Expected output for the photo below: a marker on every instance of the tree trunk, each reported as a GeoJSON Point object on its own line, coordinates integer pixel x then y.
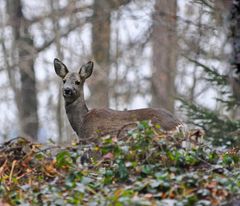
{"type": "Point", "coordinates": [25, 51]}
{"type": "Point", "coordinates": [100, 50]}
{"type": "Point", "coordinates": [164, 46]}
{"type": "Point", "coordinates": [235, 38]}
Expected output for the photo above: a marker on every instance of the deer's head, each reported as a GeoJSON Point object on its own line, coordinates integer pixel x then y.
{"type": "Point", "coordinates": [73, 81]}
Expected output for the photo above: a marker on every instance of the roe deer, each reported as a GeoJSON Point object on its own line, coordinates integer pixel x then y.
{"type": "Point", "coordinates": [96, 122]}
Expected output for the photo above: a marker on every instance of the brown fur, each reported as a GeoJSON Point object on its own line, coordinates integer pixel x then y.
{"type": "Point", "coordinates": [97, 122]}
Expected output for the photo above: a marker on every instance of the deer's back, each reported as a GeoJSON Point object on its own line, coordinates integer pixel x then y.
{"type": "Point", "coordinates": [106, 121]}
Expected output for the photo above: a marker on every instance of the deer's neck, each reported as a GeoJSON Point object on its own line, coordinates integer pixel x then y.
{"type": "Point", "coordinates": [76, 112]}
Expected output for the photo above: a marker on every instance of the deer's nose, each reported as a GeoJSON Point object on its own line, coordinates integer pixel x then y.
{"type": "Point", "coordinates": [67, 91]}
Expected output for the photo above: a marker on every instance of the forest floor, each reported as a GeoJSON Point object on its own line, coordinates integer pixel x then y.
{"type": "Point", "coordinates": [145, 167]}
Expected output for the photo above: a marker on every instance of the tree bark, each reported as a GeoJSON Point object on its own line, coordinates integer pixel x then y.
{"type": "Point", "coordinates": [235, 40]}
{"type": "Point", "coordinates": [101, 35]}
{"type": "Point", "coordinates": [100, 50]}
{"type": "Point", "coordinates": [25, 52]}
{"type": "Point", "coordinates": [164, 47]}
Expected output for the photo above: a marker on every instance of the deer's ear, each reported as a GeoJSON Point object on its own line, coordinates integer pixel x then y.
{"type": "Point", "coordinates": [60, 68]}
{"type": "Point", "coordinates": [86, 70]}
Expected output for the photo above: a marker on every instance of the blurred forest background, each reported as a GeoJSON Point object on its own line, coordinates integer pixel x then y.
{"type": "Point", "coordinates": [162, 53]}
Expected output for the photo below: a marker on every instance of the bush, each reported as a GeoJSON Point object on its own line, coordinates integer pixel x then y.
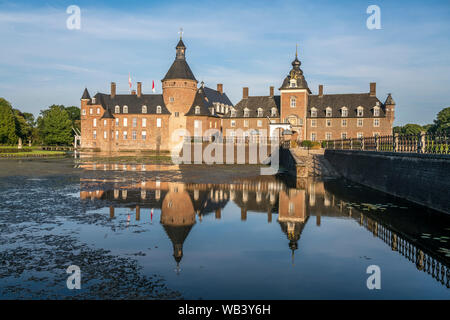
{"type": "Point", "coordinates": [14, 149]}
{"type": "Point", "coordinates": [310, 144]}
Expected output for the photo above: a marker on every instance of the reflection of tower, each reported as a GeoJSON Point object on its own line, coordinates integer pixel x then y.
{"type": "Point", "coordinates": [293, 230]}
{"type": "Point", "coordinates": [292, 216]}
{"type": "Point", "coordinates": [177, 218]}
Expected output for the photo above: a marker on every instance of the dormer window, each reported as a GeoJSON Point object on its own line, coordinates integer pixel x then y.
{"type": "Point", "coordinates": [293, 83]}
{"type": "Point", "coordinates": [360, 111]}
{"type": "Point", "coordinates": [376, 111]}
{"type": "Point", "coordinates": [293, 102]}
{"type": "Point", "coordinates": [274, 112]}
{"type": "Point", "coordinates": [260, 112]}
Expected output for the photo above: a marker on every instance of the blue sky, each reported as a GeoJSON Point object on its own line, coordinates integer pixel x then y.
{"type": "Point", "coordinates": [237, 43]}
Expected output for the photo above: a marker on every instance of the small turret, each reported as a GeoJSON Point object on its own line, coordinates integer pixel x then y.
{"type": "Point", "coordinates": [389, 105]}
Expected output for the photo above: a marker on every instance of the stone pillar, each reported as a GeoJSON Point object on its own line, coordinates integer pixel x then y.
{"type": "Point", "coordinates": [395, 142]}
{"type": "Point", "coordinates": [243, 214]}
{"type": "Point", "coordinates": [218, 214]}
{"type": "Point", "coordinates": [422, 141]}
{"type": "Point", "coordinates": [138, 213]}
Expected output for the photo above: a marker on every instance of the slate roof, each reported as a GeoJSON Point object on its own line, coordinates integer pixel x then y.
{"type": "Point", "coordinates": [253, 103]}
{"type": "Point", "coordinates": [351, 101]}
{"type": "Point", "coordinates": [107, 115]}
{"type": "Point", "coordinates": [204, 104]}
{"type": "Point", "coordinates": [86, 95]}
{"type": "Point", "coordinates": [297, 74]}
{"type": "Point", "coordinates": [133, 102]}
{"type": "Point", "coordinates": [389, 100]}
{"type": "Point", "coordinates": [179, 70]}
{"type": "Point", "coordinates": [215, 96]}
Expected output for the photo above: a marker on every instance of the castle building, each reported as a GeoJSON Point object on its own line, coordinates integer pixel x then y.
{"type": "Point", "coordinates": [138, 121]}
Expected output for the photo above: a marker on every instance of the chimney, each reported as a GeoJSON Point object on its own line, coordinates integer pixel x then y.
{"type": "Point", "coordinates": [373, 89]}
{"type": "Point", "coordinates": [320, 90]}
{"type": "Point", "coordinates": [220, 88]}
{"type": "Point", "coordinates": [113, 89]}
{"type": "Point", "coordinates": [245, 93]}
{"type": "Point", "coordinates": [139, 89]}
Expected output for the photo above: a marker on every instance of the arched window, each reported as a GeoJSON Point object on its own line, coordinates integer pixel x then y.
{"type": "Point", "coordinates": [293, 83]}
{"type": "Point", "coordinates": [376, 111]}
{"type": "Point", "coordinates": [274, 112]}
{"type": "Point", "coordinates": [360, 111]}
{"type": "Point", "coordinates": [260, 112]}
{"type": "Point", "coordinates": [293, 102]}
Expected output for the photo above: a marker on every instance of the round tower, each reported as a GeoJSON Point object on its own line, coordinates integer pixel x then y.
{"type": "Point", "coordinates": [179, 89]}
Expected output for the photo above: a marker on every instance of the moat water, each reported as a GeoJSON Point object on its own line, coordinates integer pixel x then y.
{"type": "Point", "coordinates": [154, 231]}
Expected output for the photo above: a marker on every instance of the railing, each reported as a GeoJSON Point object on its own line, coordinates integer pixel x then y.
{"type": "Point", "coordinates": [237, 140]}
{"type": "Point", "coordinates": [424, 261]}
{"type": "Point", "coordinates": [435, 143]}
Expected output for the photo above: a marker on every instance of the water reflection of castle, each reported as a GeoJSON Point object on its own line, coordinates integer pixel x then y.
{"type": "Point", "coordinates": [181, 204]}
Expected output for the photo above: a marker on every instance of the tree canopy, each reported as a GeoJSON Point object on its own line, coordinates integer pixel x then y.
{"type": "Point", "coordinates": [55, 126]}
{"type": "Point", "coordinates": [8, 124]}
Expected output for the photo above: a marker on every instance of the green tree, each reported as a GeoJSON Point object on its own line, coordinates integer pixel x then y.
{"type": "Point", "coordinates": [442, 122]}
{"type": "Point", "coordinates": [8, 126]}
{"type": "Point", "coordinates": [55, 126]}
{"type": "Point", "coordinates": [74, 114]}
{"type": "Point", "coordinates": [24, 124]}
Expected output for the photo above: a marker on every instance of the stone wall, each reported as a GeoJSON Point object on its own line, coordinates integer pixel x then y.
{"type": "Point", "coordinates": [420, 178]}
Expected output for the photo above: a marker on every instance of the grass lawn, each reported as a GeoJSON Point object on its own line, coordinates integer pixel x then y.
{"type": "Point", "coordinates": [33, 153]}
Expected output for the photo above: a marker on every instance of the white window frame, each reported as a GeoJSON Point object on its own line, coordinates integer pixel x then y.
{"type": "Point", "coordinates": [376, 122]}
{"type": "Point", "coordinates": [293, 102]}
{"type": "Point", "coordinates": [360, 112]}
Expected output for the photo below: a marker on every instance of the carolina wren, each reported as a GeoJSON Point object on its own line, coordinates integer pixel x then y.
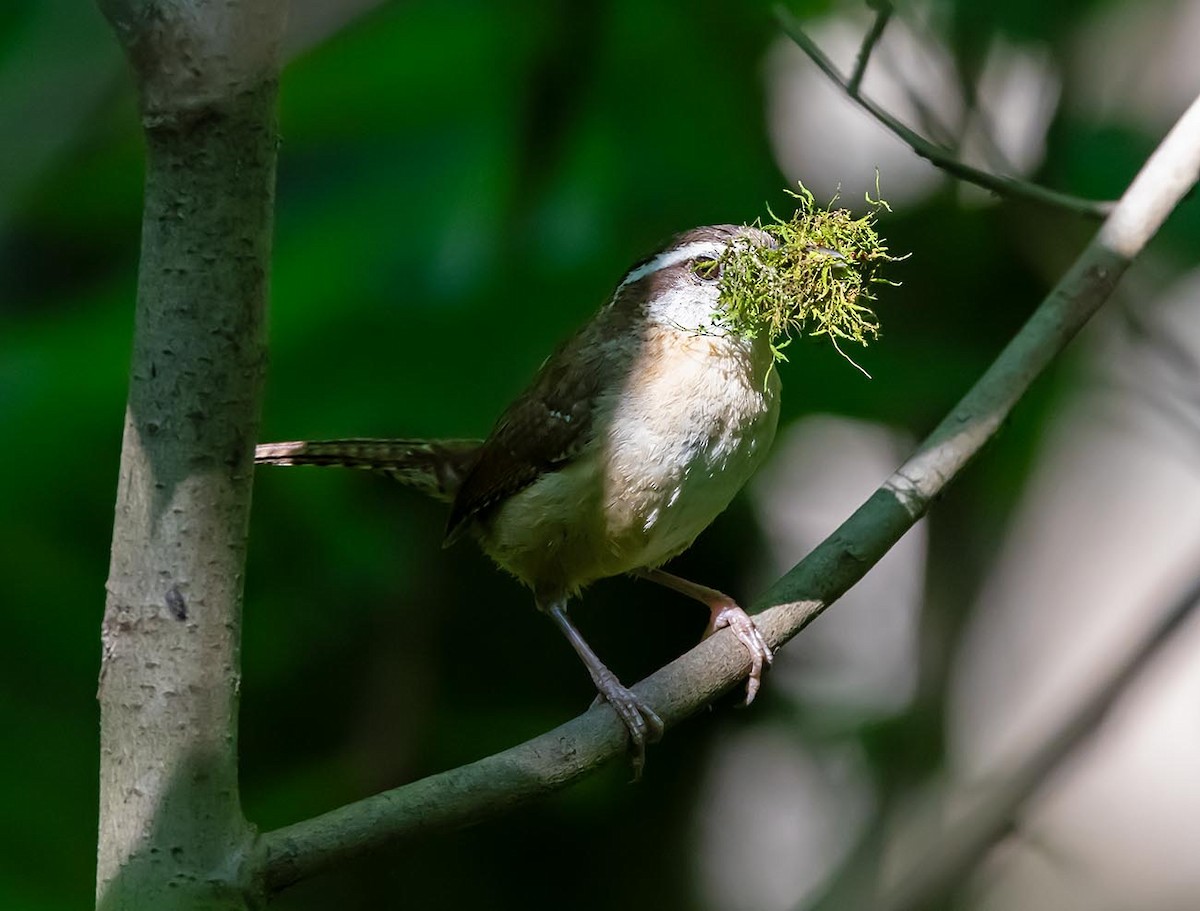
{"type": "Point", "coordinates": [633, 437]}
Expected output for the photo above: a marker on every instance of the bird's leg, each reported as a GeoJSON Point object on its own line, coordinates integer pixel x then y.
{"type": "Point", "coordinates": [645, 726]}
{"type": "Point", "coordinates": [724, 611]}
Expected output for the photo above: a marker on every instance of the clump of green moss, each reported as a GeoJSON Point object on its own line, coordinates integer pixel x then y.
{"type": "Point", "coordinates": [817, 280]}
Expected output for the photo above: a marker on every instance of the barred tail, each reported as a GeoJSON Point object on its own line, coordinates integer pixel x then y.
{"type": "Point", "coordinates": [435, 467]}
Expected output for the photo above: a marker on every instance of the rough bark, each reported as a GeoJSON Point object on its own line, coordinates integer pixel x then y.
{"type": "Point", "coordinates": [172, 834]}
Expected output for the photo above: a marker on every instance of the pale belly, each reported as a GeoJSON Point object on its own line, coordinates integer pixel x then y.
{"type": "Point", "coordinates": [665, 463]}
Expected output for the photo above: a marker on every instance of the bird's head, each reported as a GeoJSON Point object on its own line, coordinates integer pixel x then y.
{"type": "Point", "coordinates": [681, 285]}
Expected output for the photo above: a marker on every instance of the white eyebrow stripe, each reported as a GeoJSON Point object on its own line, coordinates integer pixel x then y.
{"type": "Point", "coordinates": [663, 261]}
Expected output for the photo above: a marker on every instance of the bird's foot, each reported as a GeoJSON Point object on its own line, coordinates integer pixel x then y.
{"type": "Point", "coordinates": [729, 613]}
{"type": "Point", "coordinates": [642, 721]}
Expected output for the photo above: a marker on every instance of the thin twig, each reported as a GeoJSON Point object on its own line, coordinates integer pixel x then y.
{"type": "Point", "coordinates": [493, 785]}
{"type": "Point", "coordinates": [882, 13]}
{"type": "Point", "coordinates": [954, 852]}
{"type": "Point", "coordinates": [936, 155]}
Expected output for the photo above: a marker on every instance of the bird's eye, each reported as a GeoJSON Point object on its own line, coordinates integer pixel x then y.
{"type": "Point", "coordinates": [708, 270]}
==============================
#### Requirements:
Copy out exactly the lines between the line with "of the rough" and the last line of the entries, counting both of those lines.

#### Answer to this exercise:
Expected output for the photo above: a marker on every instance of the rough bark, each reported as a GeoJSON Point object on its own line, coordinates integer pixel x then y.
{"type": "Point", "coordinates": [172, 834]}
Expected output for the photo above: a marker on every instance of the pale belly, each reported as a GeoJSON Point object on its own line, coordinates integer pixel x then y.
{"type": "Point", "coordinates": [665, 463]}
Expected output for the photo above: a marker on every instance of the bird's head, each reported as a GeoJSON Point object on its own line, coordinates integer pixel x then y.
{"type": "Point", "coordinates": [681, 285]}
Expected output for the photo above: a marker on every instance of the white eyebrow stripe, each reported as a GeoJSON Point object on its own line, coordinates integer pixel x then y.
{"type": "Point", "coordinates": [663, 261]}
Expected output for the photo above: a marker on every instance of the bird's foot, each reported as a GeoJSON Point object on its own line, coordinates integer pixel x then y.
{"type": "Point", "coordinates": [729, 613]}
{"type": "Point", "coordinates": [642, 721]}
Expected output for the photo above: a marker on every instance of the thin twig, each reported as a GeoJSON Point object on its own line, coordinates integer pixel x then y.
{"type": "Point", "coordinates": [493, 785]}
{"type": "Point", "coordinates": [882, 13]}
{"type": "Point", "coordinates": [954, 852]}
{"type": "Point", "coordinates": [936, 155]}
Expected output for the photo above: a marker on every instance of the bird's eye, each reported as a GeoJSON Point object on its own line, coordinates integer pixel x then y.
{"type": "Point", "coordinates": [708, 270]}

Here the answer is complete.